- **ABOUT THIS TASK**
From the entries below, retype only the lines from the one with "Practice step: identify the car grille" through the one with "Practice step: identify the bush", exactly as written.

Point-per-instance localization data

_ _ _ _

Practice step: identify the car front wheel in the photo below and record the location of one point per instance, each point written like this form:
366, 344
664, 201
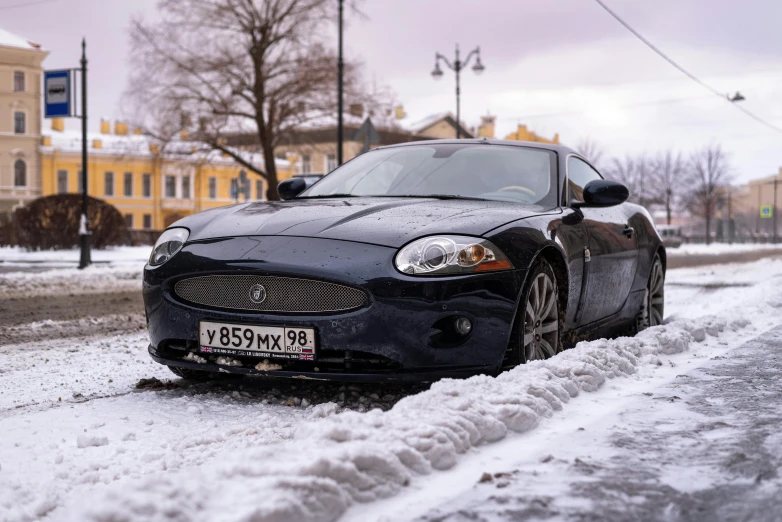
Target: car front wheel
539, 332
654, 299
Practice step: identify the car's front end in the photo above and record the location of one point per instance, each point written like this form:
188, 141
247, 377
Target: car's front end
244, 304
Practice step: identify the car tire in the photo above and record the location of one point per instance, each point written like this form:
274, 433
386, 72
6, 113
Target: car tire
539, 316
191, 375
653, 307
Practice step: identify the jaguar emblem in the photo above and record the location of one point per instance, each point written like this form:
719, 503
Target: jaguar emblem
257, 294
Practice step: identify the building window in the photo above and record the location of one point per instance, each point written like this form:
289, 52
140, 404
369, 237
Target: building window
62, 181
20, 173
18, 81
128, 184
258, 189
108, 184
170, 186
19, 122
146, 185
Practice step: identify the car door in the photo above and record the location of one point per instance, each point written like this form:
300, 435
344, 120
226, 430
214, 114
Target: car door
613, 251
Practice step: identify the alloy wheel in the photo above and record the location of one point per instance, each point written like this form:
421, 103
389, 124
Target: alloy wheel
656, 294
541, 319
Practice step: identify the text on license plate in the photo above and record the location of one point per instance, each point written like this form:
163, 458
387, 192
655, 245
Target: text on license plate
269, 341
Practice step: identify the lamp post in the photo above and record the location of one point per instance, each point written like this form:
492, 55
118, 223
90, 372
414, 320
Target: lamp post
85, 259
457, 67
340, 87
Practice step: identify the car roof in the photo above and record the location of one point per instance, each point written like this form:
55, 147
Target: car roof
561, 149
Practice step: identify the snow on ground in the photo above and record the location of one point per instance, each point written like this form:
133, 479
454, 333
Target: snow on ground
715, 249
54, 272
70, 257
705, 445
76, 427
93, 279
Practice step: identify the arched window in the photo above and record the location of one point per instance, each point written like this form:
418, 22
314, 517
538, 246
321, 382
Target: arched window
20, 173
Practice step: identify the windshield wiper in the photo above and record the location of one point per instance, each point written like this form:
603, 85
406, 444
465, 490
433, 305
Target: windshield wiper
440, 196
422, 196
321, 196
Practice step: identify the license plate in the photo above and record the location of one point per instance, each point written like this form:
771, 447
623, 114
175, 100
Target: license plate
279, 342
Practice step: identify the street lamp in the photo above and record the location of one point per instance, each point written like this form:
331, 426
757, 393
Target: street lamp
457, 67
736, 97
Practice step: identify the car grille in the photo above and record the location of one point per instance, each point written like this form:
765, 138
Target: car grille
283, 294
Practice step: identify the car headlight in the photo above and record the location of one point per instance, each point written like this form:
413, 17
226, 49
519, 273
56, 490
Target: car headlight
168, 244
447, 255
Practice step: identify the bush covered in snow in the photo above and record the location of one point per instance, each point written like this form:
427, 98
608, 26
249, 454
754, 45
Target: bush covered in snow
52, 222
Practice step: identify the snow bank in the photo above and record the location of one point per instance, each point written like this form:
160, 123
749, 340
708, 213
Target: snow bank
93, 279
691, 249
115, 255
359, 457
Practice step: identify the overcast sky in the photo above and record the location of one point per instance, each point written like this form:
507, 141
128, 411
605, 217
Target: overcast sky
559, 66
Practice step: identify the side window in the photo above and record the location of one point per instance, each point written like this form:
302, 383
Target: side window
579, 174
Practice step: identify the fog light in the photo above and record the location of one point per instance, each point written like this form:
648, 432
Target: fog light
462, 325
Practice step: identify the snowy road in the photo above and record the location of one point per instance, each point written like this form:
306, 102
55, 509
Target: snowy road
83, 442
706, 446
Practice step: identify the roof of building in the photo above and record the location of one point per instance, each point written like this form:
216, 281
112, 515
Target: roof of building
141, 146
420, 126
8, 39
425, 123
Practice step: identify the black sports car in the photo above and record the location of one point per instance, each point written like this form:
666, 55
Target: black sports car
415, 261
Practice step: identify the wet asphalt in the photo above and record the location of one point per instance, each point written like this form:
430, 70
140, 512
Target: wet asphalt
707, 447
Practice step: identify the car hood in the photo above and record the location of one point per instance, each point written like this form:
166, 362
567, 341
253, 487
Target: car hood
382, 221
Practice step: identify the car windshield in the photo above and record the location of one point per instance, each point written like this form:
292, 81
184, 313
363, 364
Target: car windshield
474, 170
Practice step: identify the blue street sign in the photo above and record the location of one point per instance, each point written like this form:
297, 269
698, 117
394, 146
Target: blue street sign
57, 93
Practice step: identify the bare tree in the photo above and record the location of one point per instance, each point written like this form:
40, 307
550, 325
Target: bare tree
667, 177
591, 151
218, 68
633, 171
708, 172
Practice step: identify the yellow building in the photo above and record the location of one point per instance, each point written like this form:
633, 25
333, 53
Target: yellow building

_ _ _ _

- **EXPECTED ANSWER**
Practice step: identify the car grille in the photo above and record the location of one point per instance, each point written like this form:
765, 138
Target: car grille
283, 294
Practice step: identify the car headlight in the photo above and record the location of one point per instance, each point written like this form:
413, 17
226, 49
519, 273
56, 490
Target: car headlight
168, 244
447, 255
Practice step: identify the bush covered in snow in the photo above and record the location of one point per instance, each point written like this form:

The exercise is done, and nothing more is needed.